+++ Input for this task +++
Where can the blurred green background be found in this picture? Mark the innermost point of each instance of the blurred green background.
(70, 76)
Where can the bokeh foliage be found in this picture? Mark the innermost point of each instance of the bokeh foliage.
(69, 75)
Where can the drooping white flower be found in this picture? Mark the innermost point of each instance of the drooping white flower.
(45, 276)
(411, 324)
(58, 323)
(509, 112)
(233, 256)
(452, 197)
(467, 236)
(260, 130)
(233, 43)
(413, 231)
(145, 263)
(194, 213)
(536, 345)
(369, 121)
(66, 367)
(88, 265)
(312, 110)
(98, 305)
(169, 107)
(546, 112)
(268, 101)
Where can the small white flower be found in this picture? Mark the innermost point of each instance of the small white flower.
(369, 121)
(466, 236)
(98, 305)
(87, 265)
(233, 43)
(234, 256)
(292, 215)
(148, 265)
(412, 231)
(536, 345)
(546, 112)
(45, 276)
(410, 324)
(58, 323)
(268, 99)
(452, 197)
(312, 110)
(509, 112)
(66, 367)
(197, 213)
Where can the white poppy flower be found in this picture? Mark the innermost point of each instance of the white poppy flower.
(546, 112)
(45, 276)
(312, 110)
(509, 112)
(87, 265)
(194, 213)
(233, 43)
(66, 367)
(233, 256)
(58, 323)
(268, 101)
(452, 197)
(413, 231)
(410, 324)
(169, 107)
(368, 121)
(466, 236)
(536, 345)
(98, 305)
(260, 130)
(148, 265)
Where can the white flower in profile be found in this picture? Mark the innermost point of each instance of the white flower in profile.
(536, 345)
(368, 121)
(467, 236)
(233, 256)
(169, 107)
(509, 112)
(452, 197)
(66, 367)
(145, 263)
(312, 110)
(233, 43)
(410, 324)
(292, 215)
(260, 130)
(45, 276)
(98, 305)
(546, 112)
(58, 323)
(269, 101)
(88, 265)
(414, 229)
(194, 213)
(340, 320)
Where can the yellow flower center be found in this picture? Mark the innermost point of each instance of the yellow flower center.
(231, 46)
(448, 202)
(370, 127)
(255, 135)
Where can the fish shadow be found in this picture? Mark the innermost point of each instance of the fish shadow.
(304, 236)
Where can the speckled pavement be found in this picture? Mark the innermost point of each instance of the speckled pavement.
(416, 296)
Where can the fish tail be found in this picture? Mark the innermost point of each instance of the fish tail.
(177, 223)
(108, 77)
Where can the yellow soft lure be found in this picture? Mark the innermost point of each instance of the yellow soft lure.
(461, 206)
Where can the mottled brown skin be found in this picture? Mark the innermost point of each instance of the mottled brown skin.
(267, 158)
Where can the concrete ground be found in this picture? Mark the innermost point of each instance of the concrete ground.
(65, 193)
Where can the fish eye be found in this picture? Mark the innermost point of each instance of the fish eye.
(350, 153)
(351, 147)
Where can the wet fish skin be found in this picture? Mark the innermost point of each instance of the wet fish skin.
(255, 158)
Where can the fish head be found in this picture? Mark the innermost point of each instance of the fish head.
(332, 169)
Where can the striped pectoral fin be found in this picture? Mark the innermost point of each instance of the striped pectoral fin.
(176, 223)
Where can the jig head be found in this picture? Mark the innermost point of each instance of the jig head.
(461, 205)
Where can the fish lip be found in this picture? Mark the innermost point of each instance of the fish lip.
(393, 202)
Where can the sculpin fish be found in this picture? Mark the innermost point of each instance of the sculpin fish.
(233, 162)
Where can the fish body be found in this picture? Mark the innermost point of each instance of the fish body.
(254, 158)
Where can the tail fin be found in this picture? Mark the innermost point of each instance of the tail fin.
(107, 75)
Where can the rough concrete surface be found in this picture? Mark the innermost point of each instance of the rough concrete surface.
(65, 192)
+++
- Task
Above are the entries; return each one exactly.

- Finished task
Where can the blurred green background be found in this picture? Mark the innermost point of each instance of the blurred green background.
(70, 76)
Where can the bokeh foliage be found in this picture? Mark the innermost point of each instance of the bokeh foliage.
(69, 75)
Where can the drooping white flower be found in this picture? Mark the innermost point of each instance of the drooping white flower.
(45, 276)
(411, 324)
(58, 323)
(509, 112)
(233, 256)
(452, 197)
(467, 236)
(260, 130)
(233, 43)
(413, 231)
(145, 263)
(194, 213)
(536, 345)
(369, 121)
(66, 367)
(88, 265)
(312, 110)
(98, 305)
(169, 107)
(546, 112)
(268, 101)
Where can the small white flower be found in this picture? Mark the innermost point of each instance of the small white flower.
(369, 121)
(466, 236)
(98, 305)
(87, 265)
(233, 43)
(234, 256)
(292, 215)
(148, 265)
(412, 231)
(536, 345)
(546, 112)
(45, 276)
(410, 324)
(58, 323)
(268, 99)
(452, 197)
(312, 110)
(509, 112)
(66, 367)
(197, 213)
Where can the white poppy flower be found in this picture? Mark the innermost point of each instance of the white poppy flower.
(546, 112)
(45, 276)
(312, 110)
(509, 112)
(87, 265)
(194, 213)
(233, 43)
(66, 367)
(233, 256)
(58, 323)
(268, 101)
(452, 197)
(413, 231)
(410, 324)
(169, 107)
(368, 121)
(466, 236)
(536, 345)
(98, 305)
(260, 130)
(148, 265)
Where can the white flower in profile be found in this picture? Mark the innermost point of each instance of the white flower in profile.
(536, 345)
(368, 121)
(467, 236)
(233, 256)
(169, 107)
(509, 112)
(452, 197)
(66, 367)
(145, 263)
(312, 110)
(233, 43)
(410, 324)
(292, 215)
(260, 130)
(45, 276)
(98, 305)
(546, 112)
(58, 323)
(269, 101)
(88, 265)
(414, 229)
(194, 213)
(340, 320)
Where can the yellow flower center be found in this picture? Mark the innermost point of each instance of the yellow flower center.
(231, 46)
(448, 202)
(370, 127)
(255, 135)
Where can the fish shadow be found in this picture? Mark the innermost point of each instance of the fish shadow.
(304, 236)
Where can the speckled pavement be found in this picture? Mark the innermost point of each instance of the speckled pavement.
(416, 296)
Where can the fish tail be found in this picture? Mark the innermost point of each instance of the fish tail.
(177, 223)
(108, 77)
Where can the yellow soft lure be found in this picture? Mark the innermost point of each instance of the yellow soft lure.
(461, 206)
Where can the mottled brown skin be found in this picture? Mark the innermost point of each instance of the mottled brown skin.
(267, 158)
Where can the concrete ground be found in this picture? Mark the innermost point of each instance of the concrete ground.
(65, 193)
Where can the fish eye be found in this picture? Mark the innermost point of each instance of the fish eye.
(350, 153)
(351, 147)
Where can the wet fish skin be found in this picture? Mark the innermost point of each instance of the wet fish skin.
(255, 158)
Where can the fish head be found in this picture? Mark the innermost point of each instance of the fish head.
(332, 169)
Where can the striped pectoral fin be found in this picture? Mark the innermost point of each instance of the striped pectoral fin.
(176, 223)
Where can the jig head be found in this picture? Mark the innermost point of each instance of the jig head.
(461, 205)
Where can the fish lip be found in this picture? Mark the innermost point of each instance of the fish lip.
(393, 202)
Where can the sculpin fish be found in this picture? Mark the innermost point of each instance of the sculpin fish.
(233, 162)
Where can the fish body be found in this picture? Mark the innermost point of each instance of the fish body.
(254, 158)
Where can the tail fin be found in this picture? Mark the innermost point of each instance of the tail fin.
(107, 75)
Where can the rough concrete surface be found in this picture? Mark the innermost point of each instance of the rough concrete surface.
(65, 192)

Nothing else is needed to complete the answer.